__Written task__
Restate each line word for word. Leave out every picture.

Named-object pointing records:
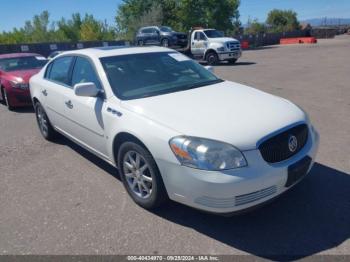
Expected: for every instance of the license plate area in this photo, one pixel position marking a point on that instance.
(298, 170)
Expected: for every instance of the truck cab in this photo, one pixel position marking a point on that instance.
(212, 46)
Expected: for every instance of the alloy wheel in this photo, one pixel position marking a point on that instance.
(138, 174)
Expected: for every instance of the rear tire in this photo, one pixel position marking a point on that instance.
(232, 61)
(6, 100)
(45, 127)
(165, 42)
(140, 175)
(212, 58)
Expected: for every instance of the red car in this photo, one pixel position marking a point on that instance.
(15, 72)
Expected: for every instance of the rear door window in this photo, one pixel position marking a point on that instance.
(84, 72)
(60, 70)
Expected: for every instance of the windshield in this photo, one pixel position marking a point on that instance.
(22, 63)
(213, 33)
(151, 74)
(166, 29)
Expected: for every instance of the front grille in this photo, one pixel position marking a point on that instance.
(255, 196)
(277, 149)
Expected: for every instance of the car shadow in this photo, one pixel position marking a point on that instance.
(312, 217)
(236, 64)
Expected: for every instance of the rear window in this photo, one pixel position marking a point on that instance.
(22, 63)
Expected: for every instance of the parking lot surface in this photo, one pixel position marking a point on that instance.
(57, 198)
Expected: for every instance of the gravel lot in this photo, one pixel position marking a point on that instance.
(56, 198)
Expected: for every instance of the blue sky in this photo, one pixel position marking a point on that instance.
(16, 12)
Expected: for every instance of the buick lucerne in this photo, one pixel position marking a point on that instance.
(174, 129)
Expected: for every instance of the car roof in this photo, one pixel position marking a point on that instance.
(14, 55)
(99, 52)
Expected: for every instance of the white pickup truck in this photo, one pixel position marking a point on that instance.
(212, 46)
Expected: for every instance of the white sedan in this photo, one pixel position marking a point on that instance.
(174, 129)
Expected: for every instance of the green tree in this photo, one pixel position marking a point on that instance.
(282, 20)
(254, 27)
(70, 29)
(179, 14)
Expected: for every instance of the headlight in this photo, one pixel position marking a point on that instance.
(206, 154)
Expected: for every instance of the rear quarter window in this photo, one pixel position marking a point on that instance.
(59, 70)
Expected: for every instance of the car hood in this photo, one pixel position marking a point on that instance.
(223, 39)
(24, 74)
(228, 112)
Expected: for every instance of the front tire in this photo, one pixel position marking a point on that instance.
(212, 58)
(6, 99)
(45, 127)
(140, 176)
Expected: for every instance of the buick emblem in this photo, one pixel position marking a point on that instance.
(292, 143)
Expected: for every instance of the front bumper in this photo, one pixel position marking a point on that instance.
(19, 97)
(230, 55)
(232, 190)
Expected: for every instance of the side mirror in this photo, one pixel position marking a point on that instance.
(86, 89)
(210, 69)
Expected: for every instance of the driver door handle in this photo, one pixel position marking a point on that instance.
(69, 104)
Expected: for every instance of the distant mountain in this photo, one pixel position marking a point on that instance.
(327, 21)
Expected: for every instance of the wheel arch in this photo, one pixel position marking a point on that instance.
(122, 137)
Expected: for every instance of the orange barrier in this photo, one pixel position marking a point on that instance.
(245, 44)
(298, 40)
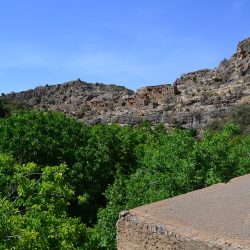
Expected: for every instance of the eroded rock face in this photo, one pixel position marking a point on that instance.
(192, 101)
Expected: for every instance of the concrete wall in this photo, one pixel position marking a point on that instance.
(213, 218)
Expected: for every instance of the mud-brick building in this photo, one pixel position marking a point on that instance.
(98, 103)
(157, 92)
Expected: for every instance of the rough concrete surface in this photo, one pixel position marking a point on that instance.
(217, 217)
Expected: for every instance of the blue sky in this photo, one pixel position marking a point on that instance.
(126, 42)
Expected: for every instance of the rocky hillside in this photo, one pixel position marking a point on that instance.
(197, 97)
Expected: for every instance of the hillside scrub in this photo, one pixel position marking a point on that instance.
(63, 183)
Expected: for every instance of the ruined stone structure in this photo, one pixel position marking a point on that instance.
(201, 96)
(154, 95)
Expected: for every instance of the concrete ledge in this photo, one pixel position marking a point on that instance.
(217, 217)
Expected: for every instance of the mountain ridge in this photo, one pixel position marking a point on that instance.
(193, 100)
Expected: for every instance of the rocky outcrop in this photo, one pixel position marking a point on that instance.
(191, 101)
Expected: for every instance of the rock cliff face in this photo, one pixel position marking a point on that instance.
(194, 99)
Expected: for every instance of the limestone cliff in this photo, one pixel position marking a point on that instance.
(191, 101)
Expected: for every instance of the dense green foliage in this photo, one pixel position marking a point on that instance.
(63, 184)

__Complete answer__
Expected: for every instance of the license plate area in this photo, one pixel position marking a point on that instance.
(298, 170)
Expected: for every instance of the truck cab in this photo, one pixel position marking a point on that instance.
(212, 46)
Expected: for every instance of the alloy wheel in this photo, one pixel position marking a point on that instance.
(138, 174)
Expected: for every instance of the rear tire in this photo, one pixel position marking a point on that instance.
(232, 61)
(6, 100)
(45, 127)
(165, 42)
(140, 175)
(212, 58)
Expected: for every instance of the red car in this photo, one pixel position marking a point on that instance.
(15, 72)
Expected: for every instance of the rear door window in this photo, one pixel position marking a point on that instance.
(84, 72)
(60, 70)
Expected: for every instance of the windshield in this photo, one pixel position marking a point on that instance.
(22, 63)
(213, 33)
(151, 74)
(166, 29)
Expected: for every instance of the front grille in this photo, one pixel position marking a point on that instance.
(255, 196)
(277, 149)
Expected: for every instance of the car shadow in this photo, one pixel position marking a point on that instance.
(312, 217)
(236, 64)
Expected: for every instance of the rear window in this photo, one pixel position marking a point on that instance.
(22, 63)
Expected: for every instance of the parking lot surface in this photo, one pixel position marking a point on that instance.
(57, 198)
Expected: for every instance of the gravel lot in this photo, one pixel position marking a point on that instance.
(56, 198)
Expected: for every instance of the blue sky in this photo, one pixel position marking a point on that instance.
(16, 12)
Expected: for every instance of the buick lucerne in this photo, one pixel position marking a point on that instance.
(174, 129)
Expected: for every instance of the car roof in this photo, one pixel position marking a point on that instance.
(14, 55)
(99, 52)
Expected: for every instance of the white pickup truck in this photo, one pixel position marking a point on that instance.
(212, 46)
Expected: for every instance of the white sedan in this photo, one pixel position marking a point on that instance.
(174, 129)
Expected: for every instance of the green tree in this photo, one pixel position marking a point on that instance.
(282, 20)
(254, 27)
(70, 29)
(179, 14)
Expected: for every instance of the headlight in this photo, one pixel position marking a point on that instance.
(206, 154)
Expected: for every instance of the rear quarter window in this photo, one pixel position marking a point on that instance.
(59, 70)
Expected: for every instance of the car hood in this photo, one pixel position marking a point on that instance.
(223, 39)
(24, 74)
(228, 112)
Expected: for every instance of the front tire in this photo, one pixel position marking a point on that instance.
(212, 58)
(6, 99)
(45, 127)
(140, 176)
Expected: for every instance of the buick emblem in this photo, one pixel position marking a point on that instance.
(292, 143)
Expected: for every instance of the front bumper in this photo, one pixel position marking a point on that instance.
(19, 97)
(230, 55)
(232, 190)
Expected: for every instance of the side mirror in this photo, one pixel position marking a point on that instance.
(86, 89)
(210, 69)
Expected: for every instance of the driver door handle in this photo, one pixel position marking a point on that instance.
(69, 104)
Expected: for every instance of the distant mountain in this photo, one pixel position marking a point on that instance.
(327, 21)
Expected: for every instance of the wheel arch in this photo, one pixel position marking a point on that instance.
(122, 137)
Expected: for every instance of the orange barrier in this photo, one pixel position marking a point on that instance.
(245, 44)
(298, 40)
Expected: for every instance of the eroded rock face in this photo, one pixel position marking a point on that instance.
(192, 101)
Expected: for every instance of the concrete wall in this photo, one pixel position marking a point on that instance.
(213, 218)
Expected: for every instance of the mud-brick building in this photo, one pixel position marking a point on that instance.
(98, 103)
(157, 92)
Expected: for every instance of the rough concrete surface in this photo, one pixel position marking a point on that instance.
(217, 217)
Expected: for every instance of the blue sky in this photo, one pixel position marking a point on that instance.
(126, 42)
Expected: for every instance of the rocky hillside in this photo, one pixel position marking a point on that instance.
(197, 97)
Expected: for every instance of the hillside scrub in this photo, one pixel position marking a point on that instance.
(63, 183)
Expected: for every instance of the ruined stone structure in this photo, one pixel position marking a point on that instance.
(201, 96)
(154, 95)
Expected: for every instance of the concrete ledge in this photo, one pixel position marking a point on that instance.
(217, 217)
Expected: for every instance of the mountain ridge in this photo, one pixel position marking a point on that instance.
(193, 100)
Expected: for every instance of the rocky outcrop in this photo, one pixel position marking a point on that instance.
(191, 101)
Expected: for every instance of the rock cliff face in this photo, one pixel position marking a point on that instance.
(194, 99)
Expected: for every instance of the limestone cliff in this photo, one pixel position marking a point on that instance.
(191, 101)
Expected: for every instance of the dense green foliage in this photo, one pixel position marking a point on that instance.
(63, 184)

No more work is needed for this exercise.